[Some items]
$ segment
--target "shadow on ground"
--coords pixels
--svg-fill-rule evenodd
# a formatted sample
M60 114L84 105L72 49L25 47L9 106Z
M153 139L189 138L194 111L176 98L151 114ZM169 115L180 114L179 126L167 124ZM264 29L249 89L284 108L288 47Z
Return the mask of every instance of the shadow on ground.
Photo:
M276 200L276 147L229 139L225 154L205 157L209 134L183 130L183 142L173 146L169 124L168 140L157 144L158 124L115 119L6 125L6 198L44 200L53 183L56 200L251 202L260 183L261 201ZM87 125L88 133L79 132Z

— Exercise brief —
Reproduce each of the items above verbatim, line for line.

— Exercise output —
$ segment
--target "shadow on ground"
--coords pixels
--svg-fill-rule evenodd
# a formatted sample
M60 114L84 105L72 49L25 47L9 106Z
M153 139L189 138L194 111L176 98L151 114ZM169 115L180 114L179 126L167 124ZM264 29L249 89L284 108L288 47Z
Return the mask of every instance of the shadow on ground.
Photo:
M276 200L276 147L229 139L225 154L205 157L209 134L183 130L183 142L173 146L169 124L168 140L157 144L158 124L115 119L6 125L6 198L44 200L53 183L56 200L251 202L260 183L261 201ZM87 125L88 133L79 132Z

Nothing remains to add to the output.